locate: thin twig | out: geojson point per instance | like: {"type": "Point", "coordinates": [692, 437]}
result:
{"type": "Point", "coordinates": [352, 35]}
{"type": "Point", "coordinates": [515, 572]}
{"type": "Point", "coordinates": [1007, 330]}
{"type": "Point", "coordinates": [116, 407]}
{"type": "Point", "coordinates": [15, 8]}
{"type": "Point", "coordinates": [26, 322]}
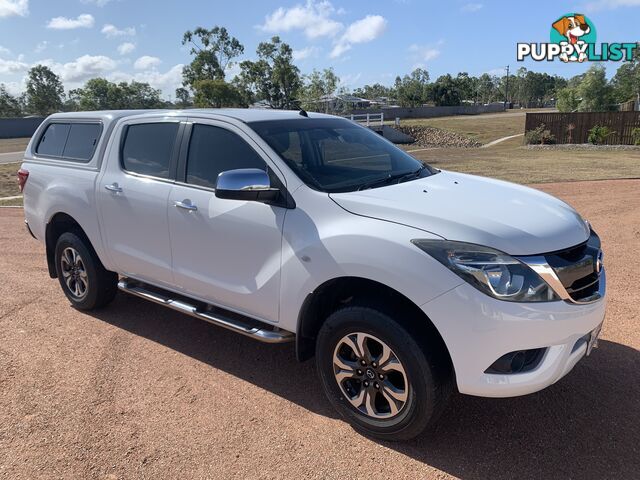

● ● ● ● ● ● ●

> **Set exercise**: Render every line of the rows above as a JSON array of strings, one string per line, omitting blank lines and leaving out the pictures.

> **Full response**:
[
  "locate: thin twig | out: geojson point per instance | like: {\"type\": \"Point\", \"coordinates\": [692, 437]}",
  "result:",
  "{\"type\": \"Point\", \"coordinates\": [352, 35]}",
  "{\"type\": \"Point\", \"coordinates\": [515, 572]}",
  "{\"type\": \"Point\", \"coordinates\": [1007, 330]}",
  "{\"type\": \"Point\", \"coordinates\": [116, 407]}",
  "{\"type\": \"Point\", \"coordinates\": [15, 8]}",
  "{\"type\": \"Point\", \"coordinates\": [26, 322]}"
]